++++ Page text
From Galleries to Game Night
Art-themed board games inspired by creativity, collecting, and competition
As many people are still enjoying the summer break, this felt like a good moment to start the year with an overview of art-themed board games to play with friends and family. Broadly, these games fall into two categories: (1) simulations of the art world, including galleries, auctions, and the art market, and (2) games focused on curating collections or creating artworks.
My top picks are Modern Art and Art Society, where auctions produce tension, negotiation, and changing values that keep every round engaging, while the rules are easy enough to grasp and quick to teach.
Canvas is well suited to players looking for a shorter, less competitive game that rewards creativity, while Hues and Cues is a great lighter option for something quick and social.
++++++++
Parts of the exercise:
A – List every board game that the article on art-themed board games mentions by name.
B – Transcribe the portion of the article on art-themed board games between "My top picks" and "quick and social.", inclusive.
C – According to the article on art-themed board games, which game suits players seeking a shorter, less competitive game that rewards creativity?
++++ Record set
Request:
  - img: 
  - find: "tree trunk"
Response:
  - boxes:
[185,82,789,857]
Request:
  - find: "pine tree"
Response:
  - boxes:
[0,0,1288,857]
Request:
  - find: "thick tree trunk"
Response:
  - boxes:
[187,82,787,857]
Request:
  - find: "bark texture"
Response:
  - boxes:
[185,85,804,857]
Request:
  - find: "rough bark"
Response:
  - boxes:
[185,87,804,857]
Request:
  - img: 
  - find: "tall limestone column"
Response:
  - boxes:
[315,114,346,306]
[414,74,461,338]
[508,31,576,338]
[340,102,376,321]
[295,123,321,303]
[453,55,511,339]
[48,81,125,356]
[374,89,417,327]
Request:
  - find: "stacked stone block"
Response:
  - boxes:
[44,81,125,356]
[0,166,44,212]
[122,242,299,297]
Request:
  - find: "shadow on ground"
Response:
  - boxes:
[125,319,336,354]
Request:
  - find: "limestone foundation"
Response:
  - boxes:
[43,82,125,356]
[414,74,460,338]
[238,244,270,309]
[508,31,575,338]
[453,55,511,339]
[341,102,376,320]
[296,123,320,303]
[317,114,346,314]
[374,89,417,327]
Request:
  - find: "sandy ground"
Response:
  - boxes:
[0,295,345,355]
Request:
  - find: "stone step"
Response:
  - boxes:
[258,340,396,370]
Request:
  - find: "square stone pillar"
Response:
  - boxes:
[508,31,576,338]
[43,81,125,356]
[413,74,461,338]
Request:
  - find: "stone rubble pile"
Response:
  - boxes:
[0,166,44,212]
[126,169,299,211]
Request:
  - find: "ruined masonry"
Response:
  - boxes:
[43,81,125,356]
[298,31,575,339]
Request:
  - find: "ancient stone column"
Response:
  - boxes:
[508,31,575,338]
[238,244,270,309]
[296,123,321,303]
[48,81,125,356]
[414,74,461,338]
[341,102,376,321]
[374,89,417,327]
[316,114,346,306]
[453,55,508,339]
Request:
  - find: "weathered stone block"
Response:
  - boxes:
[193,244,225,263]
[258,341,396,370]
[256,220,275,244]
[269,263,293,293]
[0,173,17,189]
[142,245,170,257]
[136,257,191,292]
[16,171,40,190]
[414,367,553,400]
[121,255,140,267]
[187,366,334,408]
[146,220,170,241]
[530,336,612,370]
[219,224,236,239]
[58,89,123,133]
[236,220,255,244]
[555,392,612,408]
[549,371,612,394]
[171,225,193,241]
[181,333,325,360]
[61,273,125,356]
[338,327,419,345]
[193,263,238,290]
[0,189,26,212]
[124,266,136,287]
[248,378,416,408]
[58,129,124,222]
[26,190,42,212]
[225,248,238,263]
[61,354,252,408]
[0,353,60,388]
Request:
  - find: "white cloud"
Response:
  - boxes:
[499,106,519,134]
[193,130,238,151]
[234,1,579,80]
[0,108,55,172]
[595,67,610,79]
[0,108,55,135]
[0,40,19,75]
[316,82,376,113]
++++++++
Solutions to the exercise:
A –
Modern Art
Art Society
Canvas
Hues and Cues

B –
My top picks are Modern Art and Art Society, where auctions produce tension, negotiation, and changing values that keep every round engaging, while the rules are easy enough to grasp and quick to teach.
Canvas is well suited to players looking for a shorter, less competitive game that rewards creativity, while Hues and Cues is a great lighter option for something quick and social.

C – Canvas